**Tugas Latihan 1:** Ubahlah paragraf dalam kutipan halaman yang diawali "Hingga kini kamus masih ada" menjadi daftar poin singkat yang tetap memuat fakta utamanya.

Sebelum semua serba digital, anak di sekolah akrab dengan kamus. Kadang bazar buku di sekolahan, sebagian besar menjual kamus dari berbagai penerbit.
Hingga kini kamus masih ada, seperti Kamus Besar Bahasa Indonesia (KBBI) susunan W.J.S Poerwadarminta yang kemudian dikembangkan oleh Badan Bahasa untuk edisi terbaru. Ada pula kamus Oxford Dictionary, sampai kamus paling dikenal para pelajar Indonesia Kamus Inggris Indonesia susunan John M. Echois dan Hassan Shadily.
Secara fisik,
kamus-kamus itu terbayang di benak kita dengan mudah. Namun pernah tidak
membayangkan bagaimana kata itu terkumpul, lalu bagaimana kata itu
didefinisikan, sampai bagaimana menimbang kata ini perlu dimasukkan atau tidak?
Novel terjemahan dari Jepang, Merakit Kapal (2021) yang ditulis oleh Shion Miura, merekam jelas kompleksitas menyusun kamus. Bermula dari sebuah departemen kamus, yang diurus oleh penerbit kecil bernama Genbu.

**Data Tersedia:**

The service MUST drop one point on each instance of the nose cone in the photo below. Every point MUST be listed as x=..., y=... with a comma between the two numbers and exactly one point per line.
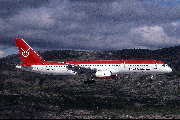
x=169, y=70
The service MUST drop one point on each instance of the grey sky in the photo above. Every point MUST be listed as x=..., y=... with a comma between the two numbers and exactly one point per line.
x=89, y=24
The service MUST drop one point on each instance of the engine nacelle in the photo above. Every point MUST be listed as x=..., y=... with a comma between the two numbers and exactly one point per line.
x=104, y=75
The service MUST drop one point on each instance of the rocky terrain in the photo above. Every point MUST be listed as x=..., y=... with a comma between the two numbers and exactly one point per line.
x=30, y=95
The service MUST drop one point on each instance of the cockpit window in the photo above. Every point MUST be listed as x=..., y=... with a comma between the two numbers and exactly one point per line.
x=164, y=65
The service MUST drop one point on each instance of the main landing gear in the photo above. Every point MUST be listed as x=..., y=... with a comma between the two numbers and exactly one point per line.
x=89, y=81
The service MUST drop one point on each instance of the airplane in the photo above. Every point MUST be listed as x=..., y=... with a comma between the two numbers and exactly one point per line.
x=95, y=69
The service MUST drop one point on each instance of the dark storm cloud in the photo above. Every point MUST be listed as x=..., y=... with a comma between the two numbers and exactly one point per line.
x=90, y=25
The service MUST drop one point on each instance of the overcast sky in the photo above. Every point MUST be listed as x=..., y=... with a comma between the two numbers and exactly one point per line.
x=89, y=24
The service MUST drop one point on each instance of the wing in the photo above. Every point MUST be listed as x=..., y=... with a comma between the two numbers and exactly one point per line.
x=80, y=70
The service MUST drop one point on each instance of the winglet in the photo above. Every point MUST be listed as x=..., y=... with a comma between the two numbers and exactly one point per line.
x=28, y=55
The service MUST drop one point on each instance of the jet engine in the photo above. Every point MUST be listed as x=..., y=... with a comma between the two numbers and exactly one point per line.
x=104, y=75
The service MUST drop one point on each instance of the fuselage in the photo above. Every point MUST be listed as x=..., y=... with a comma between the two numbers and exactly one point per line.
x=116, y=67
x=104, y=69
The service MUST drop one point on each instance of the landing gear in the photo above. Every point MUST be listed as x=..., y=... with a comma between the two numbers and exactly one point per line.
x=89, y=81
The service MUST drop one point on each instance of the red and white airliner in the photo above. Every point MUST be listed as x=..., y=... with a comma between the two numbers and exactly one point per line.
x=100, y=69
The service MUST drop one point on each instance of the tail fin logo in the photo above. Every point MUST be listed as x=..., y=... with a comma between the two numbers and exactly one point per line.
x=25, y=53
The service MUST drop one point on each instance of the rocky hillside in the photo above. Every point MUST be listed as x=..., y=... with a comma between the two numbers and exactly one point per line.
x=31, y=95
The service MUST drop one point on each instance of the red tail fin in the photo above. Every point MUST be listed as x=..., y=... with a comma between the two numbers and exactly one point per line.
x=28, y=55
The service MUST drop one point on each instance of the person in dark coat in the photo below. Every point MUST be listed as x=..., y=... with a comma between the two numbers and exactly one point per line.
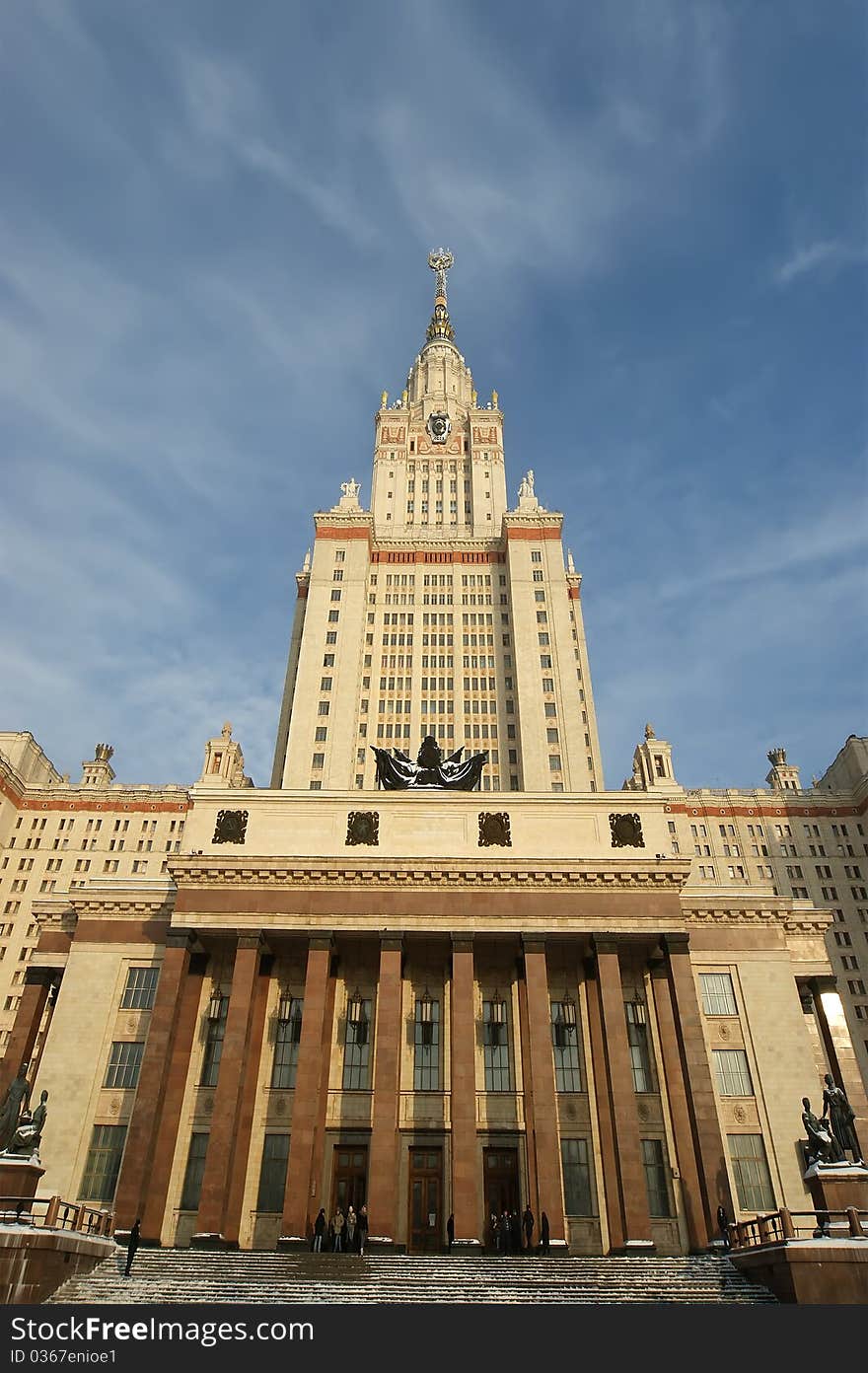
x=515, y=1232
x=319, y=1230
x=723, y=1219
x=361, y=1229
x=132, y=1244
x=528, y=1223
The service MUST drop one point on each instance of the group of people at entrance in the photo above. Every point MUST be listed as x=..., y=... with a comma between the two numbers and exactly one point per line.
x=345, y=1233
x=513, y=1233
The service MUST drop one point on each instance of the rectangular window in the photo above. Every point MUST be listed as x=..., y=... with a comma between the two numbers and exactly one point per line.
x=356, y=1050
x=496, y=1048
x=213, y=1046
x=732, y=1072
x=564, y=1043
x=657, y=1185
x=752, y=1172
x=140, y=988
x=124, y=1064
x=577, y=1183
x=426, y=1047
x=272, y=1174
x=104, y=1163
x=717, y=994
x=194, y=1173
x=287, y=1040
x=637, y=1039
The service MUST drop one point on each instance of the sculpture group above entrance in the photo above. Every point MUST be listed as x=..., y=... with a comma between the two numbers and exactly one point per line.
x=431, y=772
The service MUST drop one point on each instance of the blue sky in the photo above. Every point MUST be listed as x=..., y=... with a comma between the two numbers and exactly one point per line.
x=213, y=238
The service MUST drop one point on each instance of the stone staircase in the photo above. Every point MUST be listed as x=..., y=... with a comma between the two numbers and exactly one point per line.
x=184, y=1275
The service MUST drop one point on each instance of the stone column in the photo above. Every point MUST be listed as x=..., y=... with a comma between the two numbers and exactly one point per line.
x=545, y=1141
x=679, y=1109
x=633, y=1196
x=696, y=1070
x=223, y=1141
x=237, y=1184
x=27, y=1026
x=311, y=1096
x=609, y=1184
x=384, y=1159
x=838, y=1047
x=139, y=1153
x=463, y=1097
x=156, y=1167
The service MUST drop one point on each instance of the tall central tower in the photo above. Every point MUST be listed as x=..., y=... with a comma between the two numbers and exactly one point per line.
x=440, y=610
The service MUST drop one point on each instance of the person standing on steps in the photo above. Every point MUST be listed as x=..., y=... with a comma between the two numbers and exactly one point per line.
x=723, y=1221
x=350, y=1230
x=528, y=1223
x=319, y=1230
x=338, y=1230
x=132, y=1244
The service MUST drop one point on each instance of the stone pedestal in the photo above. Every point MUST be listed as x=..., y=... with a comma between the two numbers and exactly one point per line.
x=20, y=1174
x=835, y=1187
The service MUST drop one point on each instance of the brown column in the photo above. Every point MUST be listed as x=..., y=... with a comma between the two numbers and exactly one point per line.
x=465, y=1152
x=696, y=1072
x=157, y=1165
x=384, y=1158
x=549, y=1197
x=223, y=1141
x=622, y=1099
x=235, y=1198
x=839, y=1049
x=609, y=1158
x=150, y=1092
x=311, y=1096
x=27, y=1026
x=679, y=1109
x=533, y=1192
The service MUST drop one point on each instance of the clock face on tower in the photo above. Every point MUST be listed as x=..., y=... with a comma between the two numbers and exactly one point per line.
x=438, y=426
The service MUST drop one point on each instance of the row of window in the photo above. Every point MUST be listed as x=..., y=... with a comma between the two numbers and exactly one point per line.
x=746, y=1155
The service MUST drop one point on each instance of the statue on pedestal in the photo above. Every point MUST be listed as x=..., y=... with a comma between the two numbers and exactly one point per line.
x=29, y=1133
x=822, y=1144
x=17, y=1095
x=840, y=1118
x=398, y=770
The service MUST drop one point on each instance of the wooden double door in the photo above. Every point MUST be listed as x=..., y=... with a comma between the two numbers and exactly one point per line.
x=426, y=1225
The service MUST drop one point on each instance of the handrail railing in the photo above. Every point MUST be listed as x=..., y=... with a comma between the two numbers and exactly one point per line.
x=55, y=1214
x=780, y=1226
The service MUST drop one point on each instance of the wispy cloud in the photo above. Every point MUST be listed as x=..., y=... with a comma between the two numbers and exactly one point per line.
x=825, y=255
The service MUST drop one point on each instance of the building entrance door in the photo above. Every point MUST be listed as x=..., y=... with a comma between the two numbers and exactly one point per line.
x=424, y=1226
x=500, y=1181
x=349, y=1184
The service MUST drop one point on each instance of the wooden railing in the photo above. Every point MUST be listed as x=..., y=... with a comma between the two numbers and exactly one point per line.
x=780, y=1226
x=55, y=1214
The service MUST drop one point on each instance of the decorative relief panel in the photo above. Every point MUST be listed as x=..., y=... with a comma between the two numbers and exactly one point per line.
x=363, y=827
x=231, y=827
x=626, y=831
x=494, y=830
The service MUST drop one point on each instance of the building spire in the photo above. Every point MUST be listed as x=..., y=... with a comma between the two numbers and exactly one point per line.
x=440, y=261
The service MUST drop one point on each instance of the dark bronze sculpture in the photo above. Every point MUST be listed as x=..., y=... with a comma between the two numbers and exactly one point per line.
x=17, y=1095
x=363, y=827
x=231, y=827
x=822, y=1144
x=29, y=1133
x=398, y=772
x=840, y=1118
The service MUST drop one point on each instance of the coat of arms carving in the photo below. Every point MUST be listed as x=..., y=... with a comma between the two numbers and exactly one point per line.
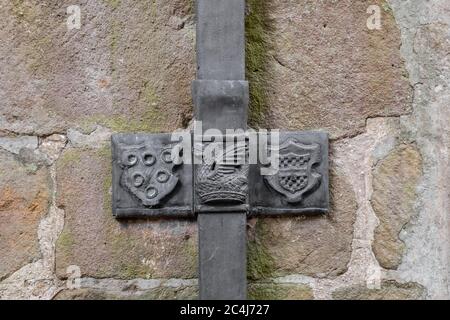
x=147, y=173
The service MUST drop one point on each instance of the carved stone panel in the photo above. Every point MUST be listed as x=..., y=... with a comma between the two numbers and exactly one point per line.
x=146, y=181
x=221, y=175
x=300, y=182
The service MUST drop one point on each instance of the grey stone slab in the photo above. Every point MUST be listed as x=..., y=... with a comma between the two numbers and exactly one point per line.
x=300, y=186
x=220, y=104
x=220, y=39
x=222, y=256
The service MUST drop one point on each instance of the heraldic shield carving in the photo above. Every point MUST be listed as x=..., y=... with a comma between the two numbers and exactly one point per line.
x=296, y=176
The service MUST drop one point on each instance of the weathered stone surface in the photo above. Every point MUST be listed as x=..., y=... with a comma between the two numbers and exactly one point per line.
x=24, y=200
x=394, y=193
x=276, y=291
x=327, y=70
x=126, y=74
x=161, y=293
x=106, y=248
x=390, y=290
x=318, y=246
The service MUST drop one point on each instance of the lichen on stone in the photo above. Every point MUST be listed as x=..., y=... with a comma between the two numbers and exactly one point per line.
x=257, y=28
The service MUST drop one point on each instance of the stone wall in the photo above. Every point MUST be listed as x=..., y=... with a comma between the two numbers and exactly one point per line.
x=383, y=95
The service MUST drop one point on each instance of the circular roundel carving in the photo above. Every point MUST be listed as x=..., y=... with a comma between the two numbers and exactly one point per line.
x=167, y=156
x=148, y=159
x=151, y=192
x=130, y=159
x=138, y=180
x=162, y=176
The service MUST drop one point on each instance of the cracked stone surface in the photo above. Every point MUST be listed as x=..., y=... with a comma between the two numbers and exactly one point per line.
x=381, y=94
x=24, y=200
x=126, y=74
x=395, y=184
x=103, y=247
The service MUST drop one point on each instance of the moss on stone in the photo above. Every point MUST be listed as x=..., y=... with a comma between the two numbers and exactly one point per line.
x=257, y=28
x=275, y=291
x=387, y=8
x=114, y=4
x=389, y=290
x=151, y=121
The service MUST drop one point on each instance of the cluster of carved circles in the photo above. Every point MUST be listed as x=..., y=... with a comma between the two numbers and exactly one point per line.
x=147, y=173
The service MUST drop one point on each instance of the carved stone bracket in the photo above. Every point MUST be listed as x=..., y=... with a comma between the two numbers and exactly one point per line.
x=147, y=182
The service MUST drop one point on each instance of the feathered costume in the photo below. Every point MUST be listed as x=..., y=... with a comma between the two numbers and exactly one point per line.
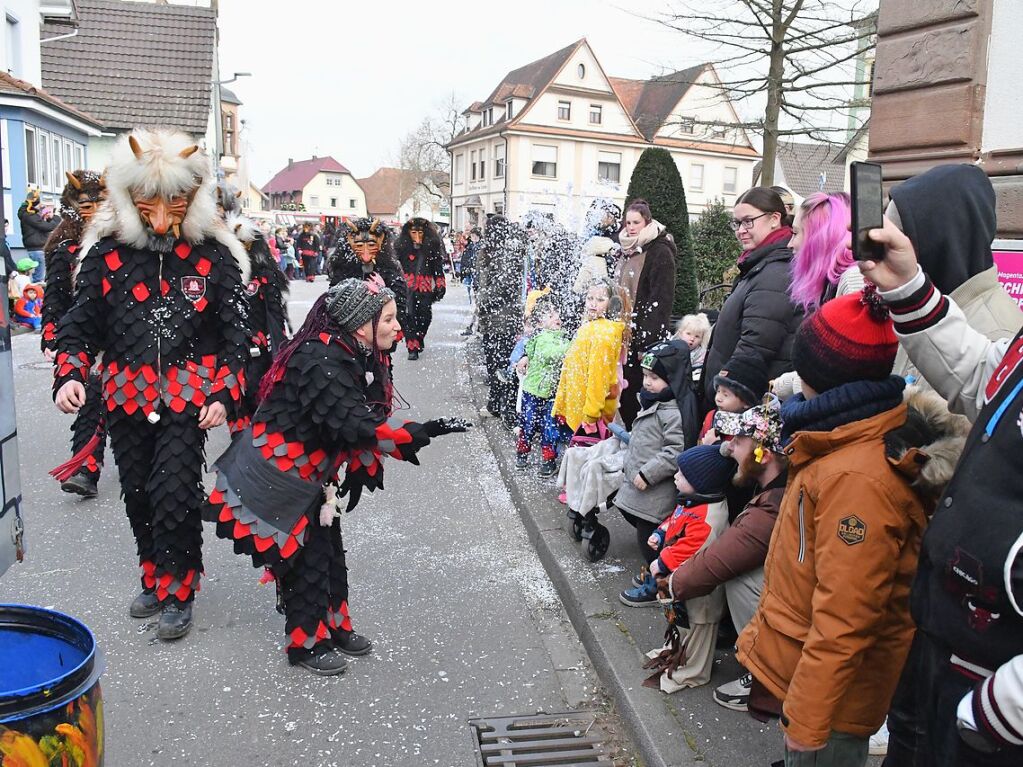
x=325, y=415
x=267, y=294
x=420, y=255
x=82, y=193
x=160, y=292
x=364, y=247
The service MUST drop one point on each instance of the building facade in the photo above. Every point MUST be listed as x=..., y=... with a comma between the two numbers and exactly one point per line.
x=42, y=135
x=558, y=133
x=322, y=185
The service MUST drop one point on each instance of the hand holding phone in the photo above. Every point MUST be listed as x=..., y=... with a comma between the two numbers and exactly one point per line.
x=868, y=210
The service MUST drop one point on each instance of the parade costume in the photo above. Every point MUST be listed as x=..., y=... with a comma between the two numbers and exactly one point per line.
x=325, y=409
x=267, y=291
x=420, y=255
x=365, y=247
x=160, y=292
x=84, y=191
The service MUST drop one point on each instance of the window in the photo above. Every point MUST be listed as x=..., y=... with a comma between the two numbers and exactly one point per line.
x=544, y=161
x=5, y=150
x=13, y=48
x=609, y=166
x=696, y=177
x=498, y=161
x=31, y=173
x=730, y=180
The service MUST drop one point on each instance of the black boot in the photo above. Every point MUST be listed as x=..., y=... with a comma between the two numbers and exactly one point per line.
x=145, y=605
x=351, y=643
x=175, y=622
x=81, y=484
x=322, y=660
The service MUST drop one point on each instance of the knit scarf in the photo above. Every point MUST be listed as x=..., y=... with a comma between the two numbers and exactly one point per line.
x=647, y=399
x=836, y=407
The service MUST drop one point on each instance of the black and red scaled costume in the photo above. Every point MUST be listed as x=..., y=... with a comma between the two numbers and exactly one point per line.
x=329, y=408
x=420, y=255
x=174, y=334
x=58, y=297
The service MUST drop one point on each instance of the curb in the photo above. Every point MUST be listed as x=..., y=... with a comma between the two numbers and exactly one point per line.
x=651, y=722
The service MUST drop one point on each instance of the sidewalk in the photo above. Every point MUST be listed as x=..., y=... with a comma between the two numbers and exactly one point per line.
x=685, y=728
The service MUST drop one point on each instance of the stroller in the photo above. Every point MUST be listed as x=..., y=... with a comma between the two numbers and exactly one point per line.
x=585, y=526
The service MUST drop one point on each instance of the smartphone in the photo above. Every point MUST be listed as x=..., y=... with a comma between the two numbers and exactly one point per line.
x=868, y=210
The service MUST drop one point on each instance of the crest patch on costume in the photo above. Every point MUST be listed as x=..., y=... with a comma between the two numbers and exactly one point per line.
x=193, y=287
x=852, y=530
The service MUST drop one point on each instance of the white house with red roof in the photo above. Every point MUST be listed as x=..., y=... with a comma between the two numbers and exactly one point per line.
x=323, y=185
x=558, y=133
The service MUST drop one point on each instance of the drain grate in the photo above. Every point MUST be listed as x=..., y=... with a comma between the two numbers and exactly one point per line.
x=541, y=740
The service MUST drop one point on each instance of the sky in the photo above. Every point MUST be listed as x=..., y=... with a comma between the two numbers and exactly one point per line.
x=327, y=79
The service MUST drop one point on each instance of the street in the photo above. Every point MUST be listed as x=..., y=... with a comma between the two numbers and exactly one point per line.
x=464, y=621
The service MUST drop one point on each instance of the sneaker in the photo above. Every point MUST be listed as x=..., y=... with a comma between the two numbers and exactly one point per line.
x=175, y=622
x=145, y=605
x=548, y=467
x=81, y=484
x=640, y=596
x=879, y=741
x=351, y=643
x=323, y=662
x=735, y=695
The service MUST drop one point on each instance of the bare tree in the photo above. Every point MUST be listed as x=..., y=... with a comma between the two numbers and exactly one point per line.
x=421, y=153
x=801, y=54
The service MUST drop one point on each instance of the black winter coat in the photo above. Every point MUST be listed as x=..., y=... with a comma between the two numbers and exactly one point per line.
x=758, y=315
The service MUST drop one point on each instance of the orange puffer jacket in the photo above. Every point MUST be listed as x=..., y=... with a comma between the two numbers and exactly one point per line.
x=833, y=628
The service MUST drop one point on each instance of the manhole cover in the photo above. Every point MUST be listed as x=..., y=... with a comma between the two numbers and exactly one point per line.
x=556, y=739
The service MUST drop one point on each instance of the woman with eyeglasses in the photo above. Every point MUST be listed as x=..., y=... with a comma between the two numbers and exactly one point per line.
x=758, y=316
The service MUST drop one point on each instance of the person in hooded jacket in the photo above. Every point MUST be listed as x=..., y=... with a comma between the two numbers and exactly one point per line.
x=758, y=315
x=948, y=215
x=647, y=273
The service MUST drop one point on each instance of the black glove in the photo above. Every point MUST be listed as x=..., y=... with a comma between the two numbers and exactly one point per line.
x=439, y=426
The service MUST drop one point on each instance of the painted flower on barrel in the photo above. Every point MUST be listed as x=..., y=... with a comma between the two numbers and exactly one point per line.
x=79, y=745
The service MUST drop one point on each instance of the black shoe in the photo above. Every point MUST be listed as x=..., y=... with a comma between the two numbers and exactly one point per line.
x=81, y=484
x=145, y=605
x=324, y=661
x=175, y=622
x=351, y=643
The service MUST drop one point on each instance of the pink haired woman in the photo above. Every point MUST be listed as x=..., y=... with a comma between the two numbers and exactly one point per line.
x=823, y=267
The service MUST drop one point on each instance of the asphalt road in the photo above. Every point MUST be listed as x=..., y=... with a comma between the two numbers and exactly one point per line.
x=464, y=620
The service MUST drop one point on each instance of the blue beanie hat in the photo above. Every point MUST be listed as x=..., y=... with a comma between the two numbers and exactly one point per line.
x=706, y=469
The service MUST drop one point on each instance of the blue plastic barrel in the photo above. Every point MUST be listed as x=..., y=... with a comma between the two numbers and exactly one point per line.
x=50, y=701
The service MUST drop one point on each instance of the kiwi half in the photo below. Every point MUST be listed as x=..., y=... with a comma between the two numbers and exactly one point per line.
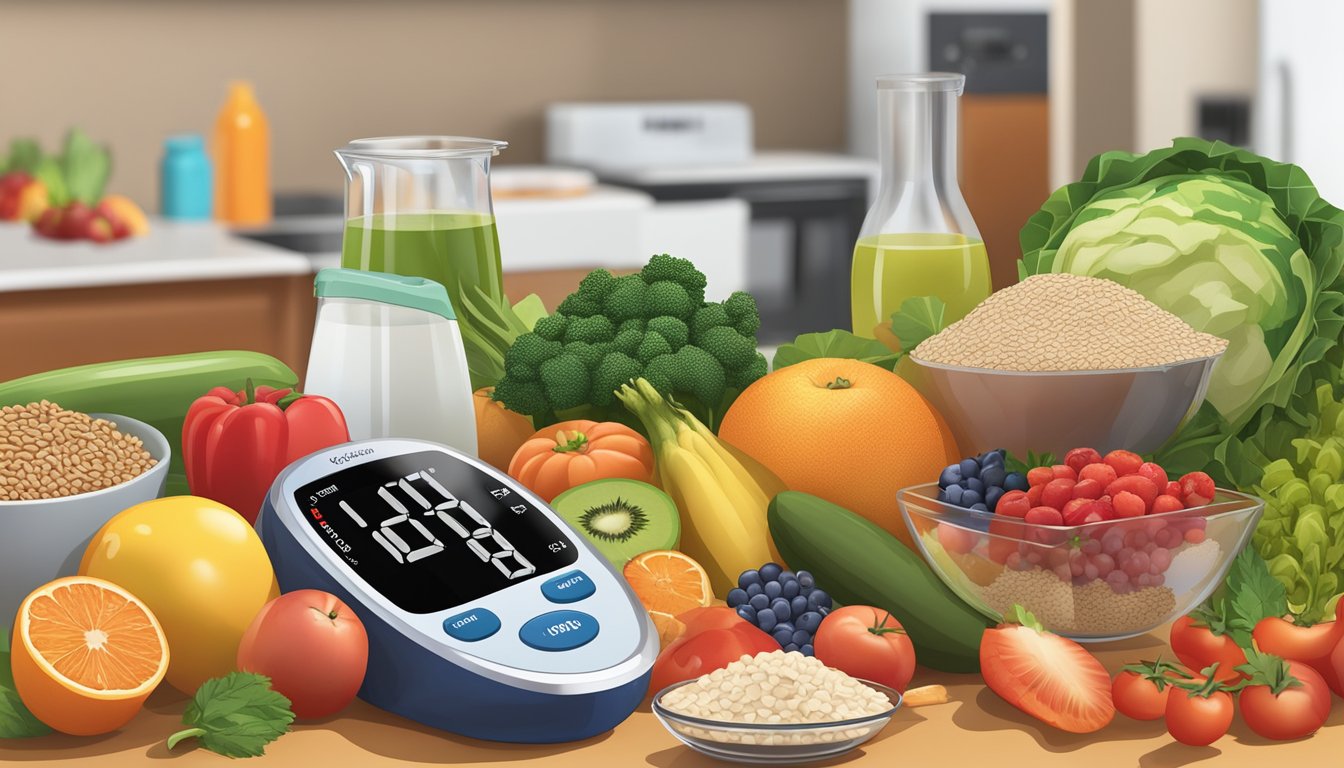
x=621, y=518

**Tugas Latihan 2:** Perbarui entri dari awal entri sampai baris yang memuat "x=169, y=70", termasuk kedua ujungnya, dengan mengganti "nose cone" menjadi "propeller" tanpa mengubah bagian lain. Tuliskan hanya baris-baris itu dan jangan sertakan gambarnya.

**Hasil Tugas 1:**
- Kamus masih ada hingga kini.
- Kamus Besar Bahasa Indonesia (KBBI) disusun oleh W.J.S Poerwadarminta, lalu dikembangkan oleh Badan Bahasa untuk edisi terbaru.
- Ada pula Oxford Dictionary.
- Kamus yang paling dikenal para pelajar Indonesia adalah Kamus Inggris Indonesia susunan John M. Echois dan Hassan Shadily.

**Hasil Tugas 2:**
The service MUST drop one point on each instance of the propeller in the photo below. Every point MUST be listed as x=..., y=... with a comma between the two numbers and exactly one point per line.
x=169, y=70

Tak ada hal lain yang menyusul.